# Goal
Output the lines for all of the records below as a JSON list of strings, with one string per line and no blank lines.

Records from a data collection:
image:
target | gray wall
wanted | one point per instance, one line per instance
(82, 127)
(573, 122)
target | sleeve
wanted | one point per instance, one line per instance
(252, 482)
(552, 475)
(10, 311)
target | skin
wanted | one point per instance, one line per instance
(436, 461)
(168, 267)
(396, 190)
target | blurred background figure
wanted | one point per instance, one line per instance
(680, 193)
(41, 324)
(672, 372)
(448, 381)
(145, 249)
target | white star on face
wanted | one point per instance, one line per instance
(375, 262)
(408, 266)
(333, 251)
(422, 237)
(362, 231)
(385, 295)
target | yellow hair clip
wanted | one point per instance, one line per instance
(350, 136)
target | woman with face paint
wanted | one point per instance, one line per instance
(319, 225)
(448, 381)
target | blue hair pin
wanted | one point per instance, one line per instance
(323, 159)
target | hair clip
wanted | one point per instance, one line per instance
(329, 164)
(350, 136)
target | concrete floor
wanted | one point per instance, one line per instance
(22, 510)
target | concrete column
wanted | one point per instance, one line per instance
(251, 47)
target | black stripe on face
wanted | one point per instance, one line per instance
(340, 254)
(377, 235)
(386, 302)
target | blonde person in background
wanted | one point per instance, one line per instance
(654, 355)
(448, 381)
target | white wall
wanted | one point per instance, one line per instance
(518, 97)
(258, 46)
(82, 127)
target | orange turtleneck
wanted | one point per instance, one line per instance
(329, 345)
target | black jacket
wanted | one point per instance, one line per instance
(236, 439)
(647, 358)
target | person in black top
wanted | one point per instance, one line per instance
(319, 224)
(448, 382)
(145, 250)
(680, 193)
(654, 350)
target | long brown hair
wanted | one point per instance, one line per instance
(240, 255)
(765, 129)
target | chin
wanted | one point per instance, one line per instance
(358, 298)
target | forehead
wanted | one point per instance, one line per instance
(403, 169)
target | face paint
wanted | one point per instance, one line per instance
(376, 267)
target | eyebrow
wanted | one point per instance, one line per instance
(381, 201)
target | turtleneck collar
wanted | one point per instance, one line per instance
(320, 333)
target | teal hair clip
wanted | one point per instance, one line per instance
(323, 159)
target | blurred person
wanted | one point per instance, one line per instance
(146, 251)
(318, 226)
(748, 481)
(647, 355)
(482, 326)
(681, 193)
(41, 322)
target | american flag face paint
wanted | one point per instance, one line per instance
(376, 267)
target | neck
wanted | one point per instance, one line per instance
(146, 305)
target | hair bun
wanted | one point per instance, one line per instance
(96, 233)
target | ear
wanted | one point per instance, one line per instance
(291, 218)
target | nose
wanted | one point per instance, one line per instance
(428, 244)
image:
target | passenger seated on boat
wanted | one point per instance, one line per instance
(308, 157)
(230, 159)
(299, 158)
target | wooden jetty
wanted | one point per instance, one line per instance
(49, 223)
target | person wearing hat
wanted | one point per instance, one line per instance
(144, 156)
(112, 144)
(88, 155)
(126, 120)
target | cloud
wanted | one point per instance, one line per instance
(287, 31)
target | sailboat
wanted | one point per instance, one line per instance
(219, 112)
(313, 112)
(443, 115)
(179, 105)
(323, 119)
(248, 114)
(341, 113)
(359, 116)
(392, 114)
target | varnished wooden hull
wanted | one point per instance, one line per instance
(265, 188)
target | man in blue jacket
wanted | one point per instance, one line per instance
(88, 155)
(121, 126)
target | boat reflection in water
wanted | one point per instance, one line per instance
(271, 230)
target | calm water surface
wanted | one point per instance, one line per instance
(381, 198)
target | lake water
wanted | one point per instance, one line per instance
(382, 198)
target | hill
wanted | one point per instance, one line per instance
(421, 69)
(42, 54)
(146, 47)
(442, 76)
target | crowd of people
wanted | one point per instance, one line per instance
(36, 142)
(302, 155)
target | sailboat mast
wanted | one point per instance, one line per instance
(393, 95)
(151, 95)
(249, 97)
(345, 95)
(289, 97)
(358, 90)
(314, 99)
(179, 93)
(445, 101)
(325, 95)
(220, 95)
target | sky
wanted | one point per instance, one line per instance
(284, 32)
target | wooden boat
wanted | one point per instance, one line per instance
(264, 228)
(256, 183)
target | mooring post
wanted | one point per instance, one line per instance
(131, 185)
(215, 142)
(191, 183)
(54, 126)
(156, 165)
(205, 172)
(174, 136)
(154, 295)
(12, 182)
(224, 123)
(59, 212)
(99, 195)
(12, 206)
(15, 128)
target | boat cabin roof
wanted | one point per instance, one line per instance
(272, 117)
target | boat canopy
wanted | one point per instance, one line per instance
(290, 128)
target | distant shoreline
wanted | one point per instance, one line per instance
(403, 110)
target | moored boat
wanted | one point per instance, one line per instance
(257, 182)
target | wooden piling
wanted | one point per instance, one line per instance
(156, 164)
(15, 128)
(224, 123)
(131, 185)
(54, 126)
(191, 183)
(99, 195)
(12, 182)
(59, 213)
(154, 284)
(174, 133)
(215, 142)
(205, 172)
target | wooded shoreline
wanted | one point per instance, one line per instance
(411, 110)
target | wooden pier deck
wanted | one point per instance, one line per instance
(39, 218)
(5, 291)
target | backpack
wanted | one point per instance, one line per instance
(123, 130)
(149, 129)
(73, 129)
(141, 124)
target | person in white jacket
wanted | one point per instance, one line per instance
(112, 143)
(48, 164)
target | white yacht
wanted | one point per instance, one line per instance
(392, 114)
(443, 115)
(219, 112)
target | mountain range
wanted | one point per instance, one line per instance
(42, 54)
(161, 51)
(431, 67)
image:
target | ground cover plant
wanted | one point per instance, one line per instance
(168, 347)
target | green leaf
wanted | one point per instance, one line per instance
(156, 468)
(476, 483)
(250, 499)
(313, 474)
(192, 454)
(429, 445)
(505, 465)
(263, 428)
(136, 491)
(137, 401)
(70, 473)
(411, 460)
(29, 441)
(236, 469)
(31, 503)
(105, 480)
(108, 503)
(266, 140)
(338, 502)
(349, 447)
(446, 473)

# Task response
[
  "image:",
  "target | gray wall",
  "wanted | one point per instance, one line per instance",
  "(82, 127)",
  "(573, 122)",
  "target | sleeve",
  "wanted | one point per instance, one line per instance",
  "(252, 482)",
  "(552, 475)",
  "(10, 311)",
  "target | skin",
  "wanted | one point per instance, one line per instance",
  "(436, 461)",
  "(168, 267)",
  "(396, 190)",
  "target | blurred background figure",
  "wanted | one point per instance, one line per instance",
  "(680, 193)",
  "(41, 324)",
  "(672, 372)",
  "(448, 381)",
  "(145, 249)",
  "target | white star on face",
  "wanted | one point per instance, one line per instance",
  "(375, 262)",
  "(408, 266)",
  "(333, 251)",
  "(422, 237)",
  "(362, 231)",
  "(385, 295)",
  "target | yellow hair clip",
  "wanted | one point per instance, one line per instance",
  "(350, 136)",
  "target | woman with face paint",
  "wanted | one point per instance, one line per instance",
  "(319, 225)",
  "(448, 381)",
  "target | blue hair pin",
  "wanted | one point per instance, one line per instance",
  "(323, 159)",
  "target | hair clip",
  "wanted | one point per instance, one line per instance",
  "(329, 164)",
  "(350, 136)",
  "target | concrete floor",
  "wanted | one point per instance, one line per instance",
  "(22, 510)",
  "target | concrete column",
  "wanted | one point per instance, one line per instance",
  "(251, 47)",
  "target | black stripe on face",
  "wanted | one point per instance, one line per instance",
  "(340, 254)",
  "(377, 235)",
  "(386, 302)",
  "target | blonde person in background",
  "wanted | one point per instance, one line per instance",
  "(654, 355)",
  "(448, 381)",
  "target | white wall",
  "wanted | one point per instance, one line per instance",
  "(518, 97)",
  "(258, 46)",
  "(82, 127)",
  "target | orange turtleneck",
  "wanted | one point per instance, one line per instance",
  "(329, 345)",
  "target | black jacket",
  "wanted | one point per instance, one line per instance",
  "(236, 439)",
  "(647, 358)",
  "target | person in black top",
  "wanted | one point per instance, one line per instance",
  "(319, 224)",
  "(448, 382)",
  "(145, 250)",
  "(680, 193)",
  "(654, 350)",
  "target | long brown hair",
  "wanted | one point per instance, one line per instance",
  "(240, 255)",
  "(765, 129)",
  "target | chin",
  "wanted | one point per instance, one line per instance",
  "(358, 298)",
  "target | forehead",
  "wanted | one point per instance, one line per instance",
  "(403, 169)",
  "target | face paint",
  "wanted | one point per instance, one line per instance",
  "(376, 267)",
  "target | eyebrow",
  "wanted | one point per instance, one line per instance",
  "(381, 201)",
  "target | turtleneck collar",
  "wanted | one point per instance, one line per instance",
  "(320, 333)",
  "target | teal hair clip",
  "wanted | one point per instance, one line per instance",
  "(323, 159)",
  "target | blurred person",
  "wanted | one point per instance, one line per instance",
  "(146, 251)",
  "(318, 226)",
  "(748, 481)",
  "(647, 355)",
  "(482, 326)",
  "(681, 193)",
  "(41, 322)",
  "target | american flag face paint",
  "wanted | one point per instance, one line per instance",
  "(376, 267)",
  "target | neck",
  "wanted | one point per instance, one line per instance",
  "(146, 305)",
  "target | hair bun",
  "wanted | one point per instance, one line per instance",
  "(96, 233)",
  "target | ear",
  "wanted | one point per instance, one line per instance",
  "(291, 218)",
  "target | nose",
  "wanted | one point per instance, one line per instance",
  "(428, 244)",
  "image:",
  "target | passenger seated on boat",
  "wanted | one point per instance, one line per instance",
  "(308, 157)",
  "(230, 159)",
  "(299, 158)",
  "target | wooden jetty",
  "wanted | one point per instance, one line per instance",
  "(49, 223)",
  "target | person wearing hat",
  "wanted | one point per instance, one line per instance",
  "(144, 156)",
  "(112, 144)",
  "(88, 155)",
  "(126, 120)",
  "target | cloud",
  "wanted | one point per instance, one line per instance",
  "(287, 31)",
  "target | sailboat",
  "wanted | one point per instance, one line per instance",
  "(219, 112)",
  "(313, 112)",
  "(443, 115)",
  "(179, 105)",
  "(323, 119)",
  "(248, 114)",
  "(341, 113)",
  "(359, 116)",
  "(392, 114)",
  "target | varnished wooden hull",
  "wanted | one point per instance, one line per instance",
  "(265, 188)",
  "target | man in blue jacket",
  "wanted | one point per instance, one line per instance",
  "(88, 155)",
  "(121, 126)",
  "target | boat reflection in water",
  "wanted | one point per instance, one line per instance",
  "(271, 230)",
  "target | calm water surface",
  "wanted | one point per instance, one line per instance",
  "(381, 198)",
  "target | lake water",
  "wanted | one point per instance, one line per instance",
  "(382, 198)",
  "target | hill",
  "wanted | one point per instance, one line per instance",
  "(421, 69)",
  "(42, 54)",
  "(146, 47)",
  "(442, 76)",
  "target | crowd of people",
  "wanted | one point per instance, one line per instance",
  "(36, 142)",
  "(302, 155)",
  "target | sailboat mast",
  "wanted | one point per instance, one line per instance",
  "(393, 95)",
  "(151, 95)",
  "(249, 97)",
  "(345, 95)",
  "(289, 97)",
  "(358, 90)",
  "(314, 99)",
  "(179, 93)",
  "(445, 101)",
  "(325, 95)",
  "(220, 95)",
  "target | sky",
  "wanted | one point per instance, one line per instance",
  "(284, 32)",
  "target | wooden boat",
  "wanted | one point per instance, one line per instance",
  "(264, 228)",
  "(256, 183)",
  "target | mooring post",
  "wanted | one point per instance, one line per instance",
  "(131, 185)",
  "(215, 142)",
  "(191, 183)",
  "(54, 126)",
  "(156, 165)",
  "(205, 172)",
  "(174, 136)",
  "(154, 295)",
  "(12, 182)",
  "(224, 123)",
  "(59, 212)",
  "(99, 195)",
  "(12, 206)",
  "(15, 128)",
  "target | boat cabin roof",
  "wanted | one point per instance, one line per instance",
  "(272, 117)",
  "target | boat canopy",
  "wanted | one point per instance, one line per instance",
  "(290, 128)",
  "target | distant shoreline",
  "wanted | one point per instance, one line per instance",
  "(403, 110)",
  "target | moored boat",
  "wanted | one point per instance, one line per instance",
  "(257, 182)",
  "target | wooden piling",
  "wanted | one point per instance, one line per instance",
  "(156, 164)",
  "(15, 128)",
  "(224, 123)",
  "(131, 185)",
  "(54, 126)",
  "(191, 183)",
  "(99, 195)",
  "(12, 182)",
  "(59, 213)",
  "(154, 284)",
  "(174, 133)",
  "(215, 142)",
  "(205, 172)",
  "target | wooded shoreline",
  "wanted | one point per instance, one line per instance",
  "(411, 110)",
  "target | wooden pier deck",
  "wanted | one point per instance, one line per instance",
  "(39, 218)",
  "(5, 291)",
  "target | backpack",
  "wanted | one point per instance, one line per instance",
  "(123, 130)",
  "(149, 129)",
  "(73, 129)",
  "(141, 124)",
  "target | person in white jacket",
  "wanted | one point per instance, one line per instance",
  "(112, 143)",
  "(48, 164)",
  "target | white yacht",
  "wanted | one point per instance, one line per instance",
  "(392, 114)",
  "(443, 115)",
  "(219, 112)",
  "target | mountain range",
  "wanted | one point per instance, one line per instance",
  "(42, 54)",
  "(161, 51)",
  "(431, 67)",
  "image:",
  "target | ground cover plant",
  "wanted | one point per instance, one line per instance",
  "(168, 347)",
  "target | green leaf",
  "wanted | one point per instance, one line per instance",
  "(156, 468)",
  "(476, 483)",
  "(250, 499)",
  "(313, 474)",
  "(192, 454)",
  "(429, 445)",
  "(505, 465)",
  "(263, 428)",
  "(136, 491)",
  "(137, 401)",
  "(70, 473)",
  "(411, 460)",
  "(29, 441)",
  "(236, 469)",
  "(31, 503)",
  "(105, 480)",
  "(108, 503)",
  "(266, 140)",
  "(338, 502)",
  "(349, 447)",
  "(446, 473)"
]